Special Reports

Brame tragedy creates a climate for a domestic peace initiative

The line between second-guessing and learning from experience can be hard to spot in the first days after an event as shocking as Tacoma Police Chief David Brame's attempted murder and successful suicide.

It's later, when we decide whether to change for the better or fall back into what we were before, that the line either fades away completely or develops into a useful divider between action and blather.

Examination and talk are how we process shock, how we get our brains to accept an unacceptable new reality: We don't want an event to be true, so we cling to denial.

That's the first step in the grieving process.

Talking a subject into the ground banishes that natural disbelief and moves us on.

Blame is a messy, but, for most of us, necessary element in that first step. It makes us angry, it aims us at targets, it gives us energy for the second step.

It's time for that step, looking at the systems that failed, seeing what can be done to fix or replace them.

To their credit, the city of Tacoma and local law enforcement agencies already are at that point.

Tacoma's experts on domestic violence are working on ways to make access to help easy, available and free of recrimination. They know the people who need the help most are those least likely to ask for it. They know employees in some departments and at some levels of management resist admitting they have a problem and getting help for it.

There's an element of the good ol' boys club in that and a whiff of the notion that one department or one level of stature can play by different rules.

Right now, the experts are trying to assist a police department full of officers who are deeply angry at Brame for his betrayal.

That help might include counseling, meeting with chaplains or a welcome reintroduction to the the city's employee assistance program.

» REQUIREMENT
Rewrite the text on the Brame tragedy from "Examination and talk" to "or replace them.", changing "step" to "stage".

» DATA LISTING
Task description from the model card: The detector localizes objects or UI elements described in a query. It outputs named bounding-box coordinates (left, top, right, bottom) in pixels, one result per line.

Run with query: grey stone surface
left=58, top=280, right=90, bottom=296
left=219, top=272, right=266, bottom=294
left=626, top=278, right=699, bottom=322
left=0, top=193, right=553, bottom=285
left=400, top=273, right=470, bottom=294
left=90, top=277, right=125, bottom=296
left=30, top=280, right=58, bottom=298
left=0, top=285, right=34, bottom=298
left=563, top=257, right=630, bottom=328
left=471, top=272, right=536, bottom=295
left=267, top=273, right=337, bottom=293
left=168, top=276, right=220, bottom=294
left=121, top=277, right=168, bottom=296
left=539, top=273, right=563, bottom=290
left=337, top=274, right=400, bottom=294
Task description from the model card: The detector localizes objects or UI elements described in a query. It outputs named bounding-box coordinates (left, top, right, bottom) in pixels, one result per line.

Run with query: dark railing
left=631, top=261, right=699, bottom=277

» ANSWER TO THIS EXERCISE
Examination and talk are how we process shock, how we get our brains to accept an unacceptable new reality: We don't want an event to be true, so we cling to denial.

That's the first stage in the grieving process.

Talking a subject into the ground banishes that natural disbelief and moves us on.

Blame is a messy, but, for most of us, necessary element in that first stage. It makes us angry, it aims us at targets, it gives us energy for the second stage.

It's time for that stage, looking at the systems that failed, seeing what can be done to fix or replace them.